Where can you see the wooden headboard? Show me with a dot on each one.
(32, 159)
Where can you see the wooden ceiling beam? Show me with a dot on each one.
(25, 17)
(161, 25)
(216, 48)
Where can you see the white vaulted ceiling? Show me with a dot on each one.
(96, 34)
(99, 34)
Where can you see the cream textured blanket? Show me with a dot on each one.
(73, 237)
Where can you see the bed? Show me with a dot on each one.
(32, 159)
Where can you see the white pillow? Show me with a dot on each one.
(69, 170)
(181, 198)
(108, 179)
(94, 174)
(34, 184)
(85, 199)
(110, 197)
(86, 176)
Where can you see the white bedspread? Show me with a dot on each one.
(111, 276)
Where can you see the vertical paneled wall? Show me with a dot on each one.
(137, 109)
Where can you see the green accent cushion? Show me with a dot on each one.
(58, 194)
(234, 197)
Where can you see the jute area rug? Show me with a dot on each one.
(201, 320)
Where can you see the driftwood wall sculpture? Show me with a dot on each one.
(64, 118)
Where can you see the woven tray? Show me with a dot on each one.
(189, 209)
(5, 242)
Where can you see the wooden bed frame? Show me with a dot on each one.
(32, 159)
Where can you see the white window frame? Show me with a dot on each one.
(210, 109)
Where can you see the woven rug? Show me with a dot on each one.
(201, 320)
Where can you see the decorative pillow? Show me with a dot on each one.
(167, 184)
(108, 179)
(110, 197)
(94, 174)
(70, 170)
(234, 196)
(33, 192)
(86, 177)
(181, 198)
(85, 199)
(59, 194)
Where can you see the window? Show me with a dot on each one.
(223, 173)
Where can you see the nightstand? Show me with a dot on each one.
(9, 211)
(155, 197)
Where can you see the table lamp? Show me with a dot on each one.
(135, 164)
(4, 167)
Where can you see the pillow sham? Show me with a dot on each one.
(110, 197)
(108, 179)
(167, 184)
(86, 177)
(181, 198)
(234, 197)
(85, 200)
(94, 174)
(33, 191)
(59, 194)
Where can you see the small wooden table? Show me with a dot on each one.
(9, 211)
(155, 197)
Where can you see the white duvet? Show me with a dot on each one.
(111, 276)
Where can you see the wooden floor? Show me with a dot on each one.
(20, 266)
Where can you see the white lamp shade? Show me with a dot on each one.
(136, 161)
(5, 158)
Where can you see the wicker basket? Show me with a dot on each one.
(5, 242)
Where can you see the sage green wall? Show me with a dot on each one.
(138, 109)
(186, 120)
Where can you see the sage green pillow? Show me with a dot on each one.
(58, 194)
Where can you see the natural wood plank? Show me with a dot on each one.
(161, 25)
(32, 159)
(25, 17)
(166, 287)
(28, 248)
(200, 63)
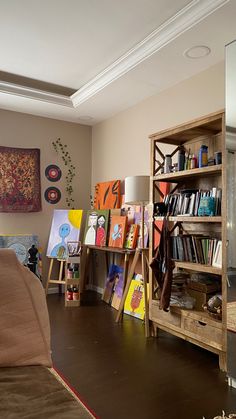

◆ ◆ ◆ ◆ ◆ ◆ ◆

▶ Aim of the exercise:
Please format every line of the items above as a JSON list of strings, one string per line, leaving out blank lines and the picture.

▶ Response:
[
  "Where can you see the wooden headboard? Show me with a dot on each one.",
  "(32, 159)",
  "Where can you see the wooden ceiling beam? Show me with a dot on each one.",
  "(25, 17)",
  "(161, 25)",
  "(216, 48)",
  "Where can you see the white vaulted ceiling? Show me with a dot on each one.",
  "(96, 34)",
  "(99, 34)",
  "Where can you see the cream textured blanket? Show me with a dot on each one.",
  "(73, 237)",
  "Where can you see the bed? Show me with a dot on each one.",
  "(32, 159)",
  "Where can you see the white pillow? Show me with a dot on each one.",
  "(69, 170)",
  "(181, 198)",
  "(108, 179)",
  "(94, 174)",
  "(34, 184)",
  "(85, 199)",
  "(110, 197)",
  "(86, 176)",
  "Where can you see the white bedspread? Show me with a dot on each one.",
  "(111, 276)",
  "Where can you see the vertical paneled wall? Show me with a dot on each one.",
  "(137, 109)",
  "Where can you see the green accent cushion? Show me with a dot on each one.",
  "(58, 194)",
  "(234, 197)",
  "Where can you see the jute area rug? Show me with a dot on each one.",
  "(201, 320)",
  "Where can you see the driftwood wall sculpture? Show me with a dot on each one.",
  "(64, 118)",
  "Where can you see the woven tray? Show me with a dot on each one.",
  "(189, 209)",
  "(5, 242)",
  "Where can you see the wooden bed frame? Show me with a dot on each one.",
  "(32, 159)",
  "Where can you see the white window frame? Show me with a dot on each one.",
  "(210, 109)",
  "Where can you see the woven rug? Show me with a dot on each one.",
  "(201, 320)",
  "Where can you see the decorative pillow? Show me with a dot on each one.",
  "(167, 184)",
  "(108, 179)",
  "(110, 197)",
  "(94, 174)",
  "(70, 170)",
  "(234, 196)",
  "(33, 192)",
  "(86, 177)",
  "(181, 198)",
  "(85, 199)",
  "(59, 194)",
  "Where can you see the window? Show me with a dot on each one.",
  "(223, 173)",
  "Where can you see the nightstand? Show me with a dot on each one.",
  "(9, 211)",
  "(155, 197)",
  "Where can you see the table lamp? Show me with a dot on each one.",
  "(135, 164)",
  "(4, 167)",
  "Where can you see the pillow sham? Show me with a dot on each one.",
  "(110, 197)",
  "(108, 179)",
  "(167, 184)",
  "(86, 177)",
  "(181, 198)",
  "(234, 197)",
  "(85, 200)",
  "(94, 174)",
  "(33, 191)",
  "(59, 194)",
  "Where can you see the small wooden table? Show me with a dot on each one.",
  "(9, 211)",
  "(155, 197)",
  "Where can you see the white duvet? Show me with a dot on each one.",
  "(111, 276)",
  "Where can you see the wooden floor? Show me with a dot on each one.",
  "(20, 266)",
  "Where can you see the white lamp shade? Show me with a dot on each one.",
  "(136, 161)",
  "(5, 158)",
  "Where can you see the wicker basket? Show me with a dot on each one.",
  "(5, 242)",
  "Where can you see the sage green wall? Show me with a dot on each one.",
  "(138, 109)",
  "(186, 120)",
  "Where can you see the sage green pillow? Show me with a dot on each one.",
  "(58, 194)",
  "Where can you see the natural wood plank? Show me with a dot on each one.",
  "(161, 25)",
  "(32, 159)",
  "(25, 17)",
  "(166, 287)",
  "(28, 248)",
  "(200, 63)"
]